**Task directions**: Copy the lines that run from the start of the entries through the line holding "x=196, y=118", inclusive, reproducing them verbatim and leaving the pictures out of the answer.

Coordinate annotation entries
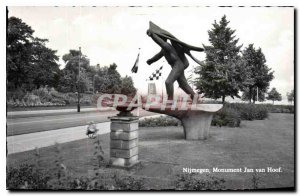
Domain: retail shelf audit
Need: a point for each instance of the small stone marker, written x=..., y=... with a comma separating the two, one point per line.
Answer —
x=124, y=141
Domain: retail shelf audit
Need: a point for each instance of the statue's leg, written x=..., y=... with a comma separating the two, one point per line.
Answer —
x=184, y=85
x=173, y=76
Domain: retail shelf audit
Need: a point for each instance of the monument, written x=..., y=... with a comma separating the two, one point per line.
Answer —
x=196, y=121
x=196, y=118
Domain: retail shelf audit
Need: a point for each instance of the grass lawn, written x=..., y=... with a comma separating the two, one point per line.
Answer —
x=163, y=153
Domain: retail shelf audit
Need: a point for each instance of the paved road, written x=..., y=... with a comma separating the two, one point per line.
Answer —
x=25, y=142
x=19, y=126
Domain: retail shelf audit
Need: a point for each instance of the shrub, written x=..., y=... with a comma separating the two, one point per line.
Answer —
x=26, y=177
x=280, y=108
x=128, y=183
x=227, y=117
x=161, y=121
x=195, y=182
x=249, y=111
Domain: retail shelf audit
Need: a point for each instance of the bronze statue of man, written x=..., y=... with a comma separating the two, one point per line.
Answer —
x=174, y=53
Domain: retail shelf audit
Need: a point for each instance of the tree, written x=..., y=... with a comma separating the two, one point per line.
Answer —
x=222, y=74
x=18, y=46
x=73, y=79
x=261, y=95
x=291, y=96
x=274, y=95
x=45, y=70
x=30, y=63
x=127, y=87
x=259, y=75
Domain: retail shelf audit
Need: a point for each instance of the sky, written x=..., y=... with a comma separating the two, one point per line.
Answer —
x=114, y=35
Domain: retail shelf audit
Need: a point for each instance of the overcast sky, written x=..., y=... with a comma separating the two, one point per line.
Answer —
x=114, y=34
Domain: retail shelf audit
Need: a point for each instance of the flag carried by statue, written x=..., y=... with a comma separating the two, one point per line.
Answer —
x=135, y=66
x=155, y=75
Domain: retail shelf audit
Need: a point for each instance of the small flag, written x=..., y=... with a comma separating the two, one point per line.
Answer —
x=135, y=66
x=155, y=75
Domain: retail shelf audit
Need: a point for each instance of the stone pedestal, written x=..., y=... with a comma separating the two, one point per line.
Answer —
x=195, y=121
x=124, y=141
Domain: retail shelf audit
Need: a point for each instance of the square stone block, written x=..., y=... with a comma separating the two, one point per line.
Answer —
x=122, y=162
x=120, y=135
x=124, y=126
x=121, y=153
x=123, y=144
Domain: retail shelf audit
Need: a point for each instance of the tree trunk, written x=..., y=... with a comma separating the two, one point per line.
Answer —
x=223, y=99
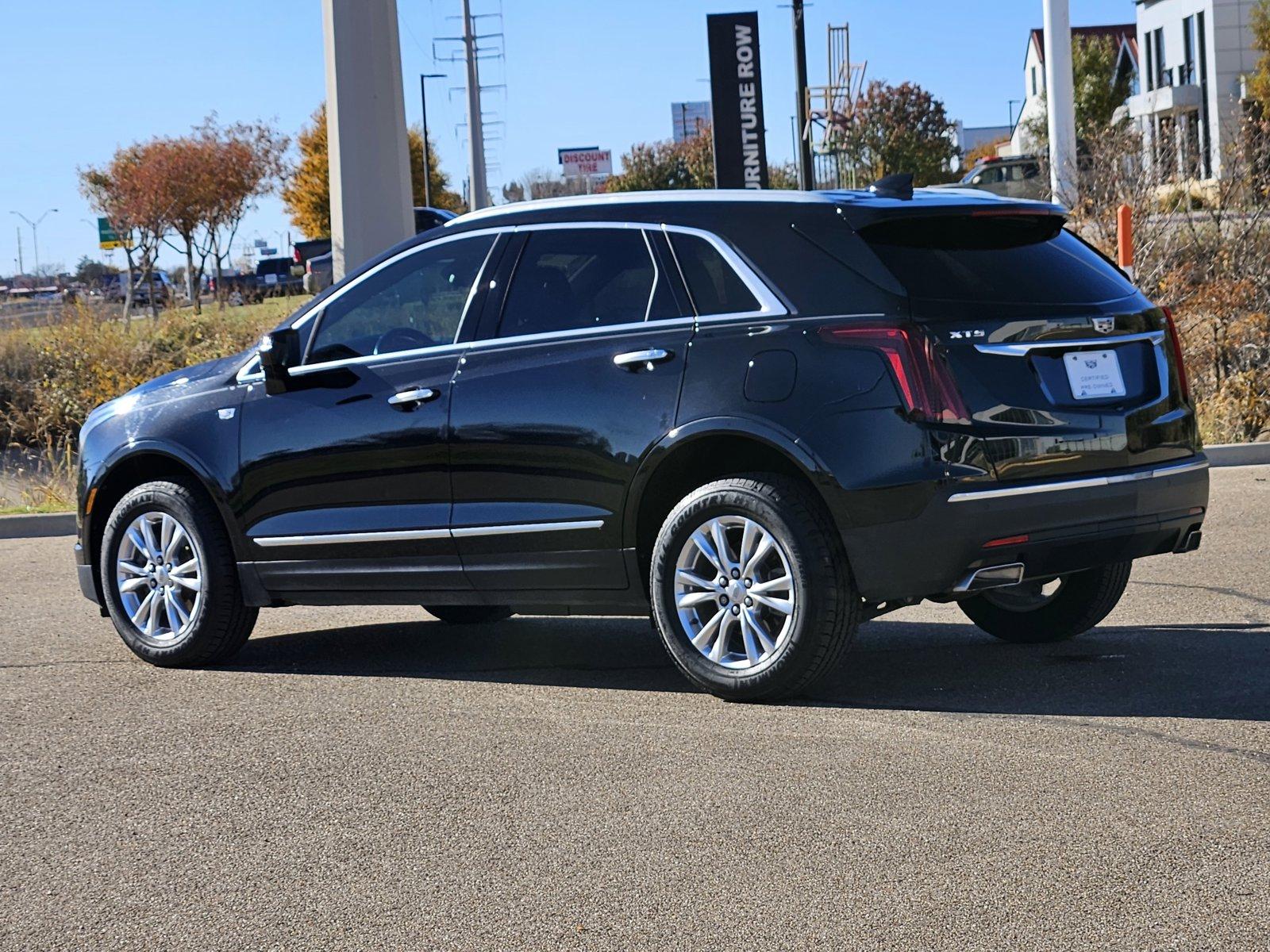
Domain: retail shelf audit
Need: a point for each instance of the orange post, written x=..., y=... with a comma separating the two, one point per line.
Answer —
x=1124, y=238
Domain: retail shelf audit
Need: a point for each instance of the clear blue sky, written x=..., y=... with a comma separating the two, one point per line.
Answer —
x=83, y=78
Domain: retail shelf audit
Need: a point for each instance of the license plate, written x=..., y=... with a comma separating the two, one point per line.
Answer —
x=1094, y=374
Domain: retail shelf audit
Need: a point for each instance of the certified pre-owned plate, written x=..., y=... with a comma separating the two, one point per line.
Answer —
x=1094, y=374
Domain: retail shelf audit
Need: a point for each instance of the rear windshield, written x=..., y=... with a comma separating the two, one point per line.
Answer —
x=1016, y=258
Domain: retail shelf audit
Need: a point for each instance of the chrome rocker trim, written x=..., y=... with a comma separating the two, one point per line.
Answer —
x=1089, y=482
x=406, y=535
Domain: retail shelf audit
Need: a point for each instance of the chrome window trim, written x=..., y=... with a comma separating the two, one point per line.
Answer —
x=406, y=535
x=1087, y=482
x=598, y=330
x=1022, y=349
x=770, y=306
x=657, y=274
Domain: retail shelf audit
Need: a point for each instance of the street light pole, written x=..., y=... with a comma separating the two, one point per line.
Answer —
x=1060, y=93
x=35, y=236
x=423, y=103
x=804, y=145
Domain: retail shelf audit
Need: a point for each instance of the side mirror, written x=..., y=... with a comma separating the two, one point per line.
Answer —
x=279, y=352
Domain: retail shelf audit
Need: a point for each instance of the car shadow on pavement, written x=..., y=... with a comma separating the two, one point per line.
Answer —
x=1170, y=670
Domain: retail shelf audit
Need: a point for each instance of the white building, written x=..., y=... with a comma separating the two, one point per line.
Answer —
x=1123, y=36
x=1194, y=56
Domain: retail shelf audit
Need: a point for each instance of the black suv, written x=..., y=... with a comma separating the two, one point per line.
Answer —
x=761, y=416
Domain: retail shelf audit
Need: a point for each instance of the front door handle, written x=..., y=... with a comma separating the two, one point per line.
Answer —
x=641, y=359
x=412, y=397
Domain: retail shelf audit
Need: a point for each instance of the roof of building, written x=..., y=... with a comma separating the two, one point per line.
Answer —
x=1118, y=33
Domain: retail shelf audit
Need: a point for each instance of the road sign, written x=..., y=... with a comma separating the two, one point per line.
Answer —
x=107, y=239
x=586, y=162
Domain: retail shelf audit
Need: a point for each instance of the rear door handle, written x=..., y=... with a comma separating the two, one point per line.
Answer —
x=641, y=359
x=413, y=397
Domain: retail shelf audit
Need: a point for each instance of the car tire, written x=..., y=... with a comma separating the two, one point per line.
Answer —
x=216, y=621
x=469, y=615
x=1081, y=601
x=711, y=631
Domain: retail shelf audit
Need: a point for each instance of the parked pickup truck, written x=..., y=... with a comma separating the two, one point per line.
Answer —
x=272, y=278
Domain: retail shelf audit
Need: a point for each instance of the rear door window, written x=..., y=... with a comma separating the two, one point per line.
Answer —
x=578, y=278
x=713, y=283
x=1009, y=258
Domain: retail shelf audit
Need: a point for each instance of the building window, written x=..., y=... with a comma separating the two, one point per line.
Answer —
x=1151, y=67
x=1189, y=46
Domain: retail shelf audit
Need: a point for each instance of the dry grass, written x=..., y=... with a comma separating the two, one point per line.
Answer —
x=52, y=376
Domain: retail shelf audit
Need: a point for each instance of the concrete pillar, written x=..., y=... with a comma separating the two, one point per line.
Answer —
x=371, y=206
x=1060, y=95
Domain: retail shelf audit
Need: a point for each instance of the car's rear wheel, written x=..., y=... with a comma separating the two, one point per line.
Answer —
x=751, y=590
x=169, y=578
x=1049, y=609
x=469, y=615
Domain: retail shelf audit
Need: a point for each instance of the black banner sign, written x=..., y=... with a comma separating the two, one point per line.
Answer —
x=737, y=101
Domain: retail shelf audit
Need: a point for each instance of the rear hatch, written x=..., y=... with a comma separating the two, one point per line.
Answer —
x=1064, y=366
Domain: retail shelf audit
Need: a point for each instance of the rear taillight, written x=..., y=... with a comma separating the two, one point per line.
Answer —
x=922, y=378
x=1178, y=355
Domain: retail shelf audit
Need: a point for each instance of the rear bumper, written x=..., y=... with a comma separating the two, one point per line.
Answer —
x=1070, y=524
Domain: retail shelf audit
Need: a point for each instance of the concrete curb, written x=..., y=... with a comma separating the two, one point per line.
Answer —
x=37, y=524
x=1238, y=455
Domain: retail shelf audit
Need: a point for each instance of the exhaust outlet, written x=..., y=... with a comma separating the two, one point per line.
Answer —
x=992, y=577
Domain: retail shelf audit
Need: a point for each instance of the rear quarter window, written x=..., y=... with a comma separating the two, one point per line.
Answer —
x=1003, y=259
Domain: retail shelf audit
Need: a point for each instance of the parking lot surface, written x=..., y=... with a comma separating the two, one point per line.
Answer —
x=368, y=777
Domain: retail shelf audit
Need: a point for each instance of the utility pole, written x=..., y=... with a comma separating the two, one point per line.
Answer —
x=427, y=163
x=35, y=234
x=804, y=143
x=1062, y=111
x=475, y=131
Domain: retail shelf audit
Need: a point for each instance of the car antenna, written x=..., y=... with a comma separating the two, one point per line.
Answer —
x=899, y=186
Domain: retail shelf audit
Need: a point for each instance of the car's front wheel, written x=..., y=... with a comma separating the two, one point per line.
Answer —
x=1049, y=609
x=169, y=578
x=751, y=590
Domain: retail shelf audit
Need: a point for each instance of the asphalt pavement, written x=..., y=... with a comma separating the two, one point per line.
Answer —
x=372, y=778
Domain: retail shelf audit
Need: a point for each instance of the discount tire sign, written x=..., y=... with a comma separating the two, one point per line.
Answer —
x=737, y=101
x=586, y=162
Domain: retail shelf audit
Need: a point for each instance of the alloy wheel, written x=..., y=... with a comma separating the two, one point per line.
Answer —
x=159, y=578
x=734, y=592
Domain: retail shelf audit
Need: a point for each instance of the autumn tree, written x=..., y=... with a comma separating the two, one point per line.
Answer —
x=251, y=163
x=1098, y=92
x=126, y=192
x=897, y=130
x=1259, y=83
x=306, y=194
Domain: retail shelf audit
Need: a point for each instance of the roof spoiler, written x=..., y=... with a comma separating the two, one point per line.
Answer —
x=899, y=186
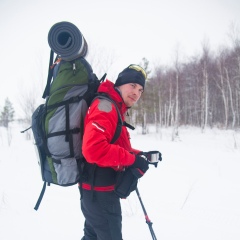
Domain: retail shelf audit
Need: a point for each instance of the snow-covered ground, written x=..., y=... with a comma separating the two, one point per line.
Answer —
x=194, y=193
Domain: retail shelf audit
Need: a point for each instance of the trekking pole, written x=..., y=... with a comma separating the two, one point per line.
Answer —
x=149, y=223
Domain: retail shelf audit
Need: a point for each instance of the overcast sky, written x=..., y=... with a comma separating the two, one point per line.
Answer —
x=131, y=29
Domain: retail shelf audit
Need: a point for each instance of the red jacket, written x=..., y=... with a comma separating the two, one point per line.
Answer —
x=100, y=125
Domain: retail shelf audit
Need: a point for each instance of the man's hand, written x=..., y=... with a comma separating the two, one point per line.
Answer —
x=139, y=167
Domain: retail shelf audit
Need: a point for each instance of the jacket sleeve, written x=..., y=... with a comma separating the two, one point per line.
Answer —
x=100, y=126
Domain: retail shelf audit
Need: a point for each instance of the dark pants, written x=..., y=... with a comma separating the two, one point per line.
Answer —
x=103, y=216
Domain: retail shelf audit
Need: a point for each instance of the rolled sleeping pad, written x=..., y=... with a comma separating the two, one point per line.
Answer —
x=65, y=39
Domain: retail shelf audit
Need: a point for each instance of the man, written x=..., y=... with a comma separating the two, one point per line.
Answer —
x=99, y=202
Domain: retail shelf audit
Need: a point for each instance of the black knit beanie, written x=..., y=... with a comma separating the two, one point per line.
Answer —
x=132, y=74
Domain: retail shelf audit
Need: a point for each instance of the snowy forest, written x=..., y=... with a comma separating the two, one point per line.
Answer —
x=202, y=91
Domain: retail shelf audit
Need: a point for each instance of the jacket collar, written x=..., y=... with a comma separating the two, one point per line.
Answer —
x=108, y=88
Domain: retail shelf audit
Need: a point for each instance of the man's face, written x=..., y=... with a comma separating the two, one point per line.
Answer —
x=130, y=92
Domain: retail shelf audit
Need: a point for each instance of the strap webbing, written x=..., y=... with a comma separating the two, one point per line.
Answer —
x=40, y=196
x=50, y=74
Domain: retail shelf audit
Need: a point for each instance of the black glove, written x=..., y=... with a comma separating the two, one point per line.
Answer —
x=139, y=167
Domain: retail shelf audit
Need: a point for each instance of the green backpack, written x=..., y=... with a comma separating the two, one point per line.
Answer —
x=57, y=124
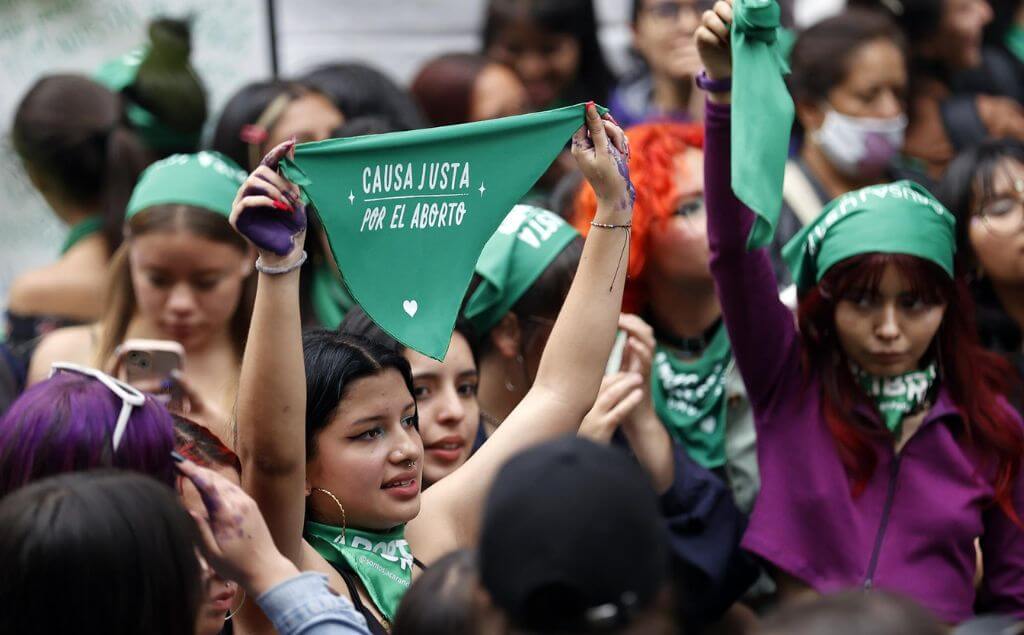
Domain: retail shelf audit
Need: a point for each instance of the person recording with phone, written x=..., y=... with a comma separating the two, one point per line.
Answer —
x=182, y=277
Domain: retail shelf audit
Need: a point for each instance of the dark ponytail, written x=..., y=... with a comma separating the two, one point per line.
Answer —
x=69, y=131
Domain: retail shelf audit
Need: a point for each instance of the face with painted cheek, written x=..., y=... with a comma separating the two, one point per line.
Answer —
x=995, y=230
x=309, y=118
x=221, y=596
x=370, y=457
x=186, y=287
x=445, y=399
x=679, y=250
x=546, y=61
x=887, y=331
x=498, y=92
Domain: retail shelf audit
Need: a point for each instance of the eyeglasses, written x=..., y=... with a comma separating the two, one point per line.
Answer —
x=130, y=395
x=1005, y=214
x=670, y=10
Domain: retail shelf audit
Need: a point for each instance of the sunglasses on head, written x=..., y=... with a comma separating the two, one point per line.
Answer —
x=130, y=396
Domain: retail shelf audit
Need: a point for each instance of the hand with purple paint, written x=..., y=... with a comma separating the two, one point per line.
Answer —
x=602, y=152
x=236, y=539
x=268, y=212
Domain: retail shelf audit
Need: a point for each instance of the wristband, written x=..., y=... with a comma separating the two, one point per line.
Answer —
x=719, y=85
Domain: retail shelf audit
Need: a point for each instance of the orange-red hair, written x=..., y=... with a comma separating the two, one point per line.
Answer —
x=653, y=147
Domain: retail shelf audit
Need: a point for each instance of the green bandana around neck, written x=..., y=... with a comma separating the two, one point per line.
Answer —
x=894, y=218
x=762, y=115
x=409, y=213
x=206, y=179
x=689, y=398
x=899, y=395
x=1015, y=41
x=381, y=559
x=514, y=257
x=81, y=229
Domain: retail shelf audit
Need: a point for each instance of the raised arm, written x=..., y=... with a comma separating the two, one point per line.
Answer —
x=573, y=361
x=271, y=400
x=762, y=330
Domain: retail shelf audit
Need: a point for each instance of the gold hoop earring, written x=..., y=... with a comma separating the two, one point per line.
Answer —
x=341, y=508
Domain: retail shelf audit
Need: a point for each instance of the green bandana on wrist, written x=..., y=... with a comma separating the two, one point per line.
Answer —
x=409, y=213
x=519, y=251
x=205, y=179
x=894, y=218
x=689, y=398
x=762, y=115
x=899, y=395
x=119, y=74
x=92, y=224
x=381, y=559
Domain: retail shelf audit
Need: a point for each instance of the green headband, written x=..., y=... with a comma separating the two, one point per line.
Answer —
x=514, y=257
x=119, y=74
x=893, y=218
x=205, y=179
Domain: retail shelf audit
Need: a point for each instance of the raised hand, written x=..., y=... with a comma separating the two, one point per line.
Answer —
x=713, y=40
x=602, y=151
x=267, y=209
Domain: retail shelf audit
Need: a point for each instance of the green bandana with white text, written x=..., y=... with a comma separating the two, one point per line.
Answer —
x=409, y=213
x=381, y=559
x=689, y=398
x=899, y=395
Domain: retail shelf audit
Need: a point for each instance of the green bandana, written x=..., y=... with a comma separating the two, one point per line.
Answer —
x=894, y=218
x=381, y=559
x=205, y=179
x=409, y=213
x=519, y=251
x=330, y=299
x=1015, y=41
x=119, y=74
x=897, y=396
x=79, y=230
x=762, y=115
x=689, y=398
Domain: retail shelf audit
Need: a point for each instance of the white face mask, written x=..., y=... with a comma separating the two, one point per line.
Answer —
x=860, y=146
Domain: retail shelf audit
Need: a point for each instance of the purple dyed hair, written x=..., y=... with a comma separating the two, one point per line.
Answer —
x=66, y=424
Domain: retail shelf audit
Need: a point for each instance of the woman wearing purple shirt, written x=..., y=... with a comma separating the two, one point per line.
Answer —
x=885, y=445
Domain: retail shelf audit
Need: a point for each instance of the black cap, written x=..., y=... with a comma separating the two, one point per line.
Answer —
x=571, y=538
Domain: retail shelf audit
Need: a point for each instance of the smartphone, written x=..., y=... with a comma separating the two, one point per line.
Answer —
x=148, y=363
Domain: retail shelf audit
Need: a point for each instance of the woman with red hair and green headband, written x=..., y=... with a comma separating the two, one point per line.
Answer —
x=696, y=390
x=885, y=442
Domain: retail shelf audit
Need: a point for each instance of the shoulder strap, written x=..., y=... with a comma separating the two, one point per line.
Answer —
x=799, y=194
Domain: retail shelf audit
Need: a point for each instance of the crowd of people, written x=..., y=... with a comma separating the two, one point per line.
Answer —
x=670, y=412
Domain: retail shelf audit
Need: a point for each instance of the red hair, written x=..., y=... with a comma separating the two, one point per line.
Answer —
x=653, y=149
x=974, y=377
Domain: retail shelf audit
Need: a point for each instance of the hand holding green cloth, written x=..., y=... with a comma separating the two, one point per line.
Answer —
x=894, y=218
x=206, y=179
x=381, y=559
x=519, y=251
x=762, y=115
x=409, y=213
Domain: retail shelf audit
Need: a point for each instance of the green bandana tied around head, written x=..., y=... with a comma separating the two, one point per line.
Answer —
x=205, y=179
x=893, y=218
x=409, y=213
x=79, y=230
x=762, y=115
x=899, y=395
x=689, y=398
x=119, y=74
x=381, y=559
x=519, y=251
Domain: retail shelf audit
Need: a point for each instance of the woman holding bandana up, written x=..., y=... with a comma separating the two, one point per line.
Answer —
x=886, y=446
x=329, y=443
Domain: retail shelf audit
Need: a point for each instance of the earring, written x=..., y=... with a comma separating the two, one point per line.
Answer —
x=341, y=508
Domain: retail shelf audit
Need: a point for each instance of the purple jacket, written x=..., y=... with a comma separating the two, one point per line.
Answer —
x=912, y=528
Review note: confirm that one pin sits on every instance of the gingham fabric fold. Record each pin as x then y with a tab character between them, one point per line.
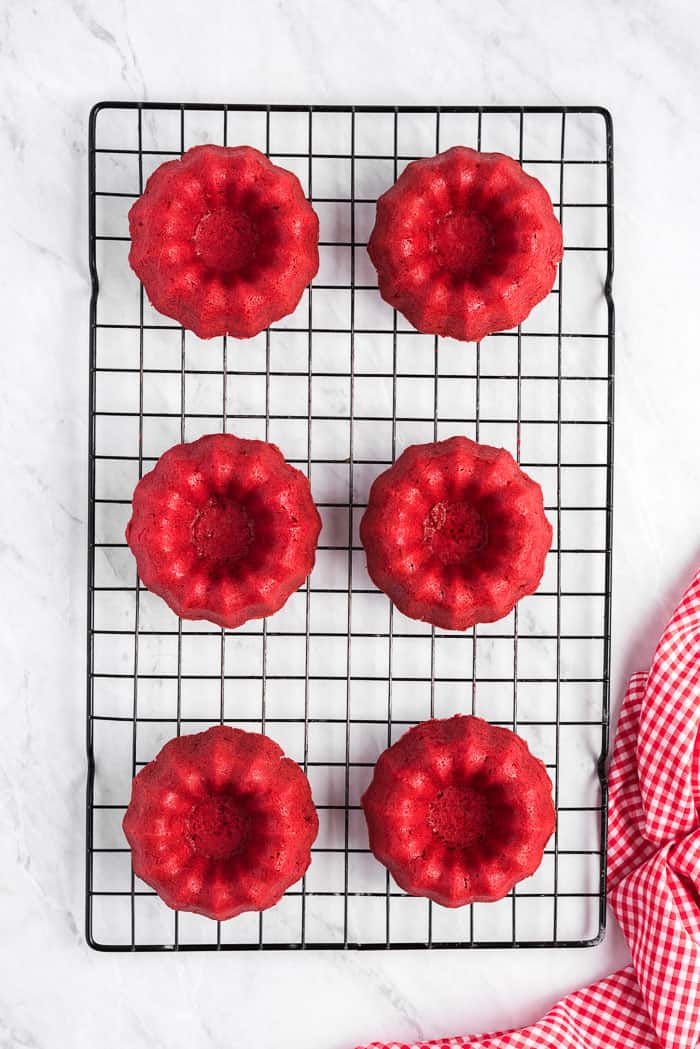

**Task solution**:
Domain: retail shelf audit
Need: a point for each instance of the small stone marker, written x=..., y=... with a comma separating the two, one point per line.
Answer —
x=124, y=141
Domain: retail shelf audit
Need: a point for each instance of the statue's leg, written x=..., y=... with a comma separating the two, one point per line.
Answer —
x=184, y=85
x=173, y=76
Domain: retail shelf audit
Need: a point for each instance of the monument, written x=..., y=... with a comma separating the two, one point per line.
Answer —
x=196, y=121
x=196, y=118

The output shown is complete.